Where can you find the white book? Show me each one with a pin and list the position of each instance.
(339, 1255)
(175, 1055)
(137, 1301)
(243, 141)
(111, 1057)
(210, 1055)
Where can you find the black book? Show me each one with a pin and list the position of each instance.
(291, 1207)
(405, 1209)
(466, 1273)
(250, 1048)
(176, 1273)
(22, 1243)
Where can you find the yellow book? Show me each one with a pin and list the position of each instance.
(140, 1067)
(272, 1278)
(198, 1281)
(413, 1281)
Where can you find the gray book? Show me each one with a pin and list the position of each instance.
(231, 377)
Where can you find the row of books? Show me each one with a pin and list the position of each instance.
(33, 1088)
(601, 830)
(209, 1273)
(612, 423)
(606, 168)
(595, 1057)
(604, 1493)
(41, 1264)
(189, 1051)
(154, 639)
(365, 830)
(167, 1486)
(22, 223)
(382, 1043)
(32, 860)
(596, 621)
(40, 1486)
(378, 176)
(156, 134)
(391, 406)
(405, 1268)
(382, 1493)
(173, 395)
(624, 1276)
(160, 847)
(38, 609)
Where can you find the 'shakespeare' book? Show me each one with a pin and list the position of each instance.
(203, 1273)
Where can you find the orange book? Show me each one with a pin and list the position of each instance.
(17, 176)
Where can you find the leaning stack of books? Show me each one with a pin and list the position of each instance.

════════

## Goal
Copy every record above word for word, keeping each on its own line.

## Written response
Where can you find the white book? Show me each one with a pin and list the position of each instance.
(339, 1255)
(175, 1055)
(137, 1301)
(243, 141)
(111, 1057)
(210, 1055)
Where can you find the black book? Show me each one with a pin and list the position of each instance.
(291, 1207)
(405, 1209)
(466, 1273)
(250, 1048)
(176, 1273)
(22, 1243)
Where can you find the yellow book? Show me each one with a pin and list the position of each instance.
(140, 1067)
(272, 1278)
(198, 1281)
(413, 1281)
Where can you find the gray book? Show me each one with a pin and list the position of each instance.
(231, 377)
Where can you find the row of books? Show me each one with a pin and list the position of each instance.
(33, 1088)
(601, 830)
(209, 1273)
(612, 423)
(606, 168)
(595, 1057)
(604, 1493)
(41, 1264)
(189, 1051)
(154, 639)
(365, 830)
(167, 1486)
(22, 223)
(382, 1043)
(32, 860)
(596, 621)
(40, 1486)
(378, 176)
(156, 134)
(391, 406)
(405, 1268)
(382, 1493)
(173, 395)
(624, 1276)
(160, 847)
(38, 609)
Where can you find the 'shakespeare' book? Show me each one with a pin and list the position of each instance.
(203, 1273)
Where can you find the orange book? Show me each one with a pin and list the position of each instance.
(17, 176)
Where can you find the leaning stack of books? Show me each one with a pin and list the position of each instance.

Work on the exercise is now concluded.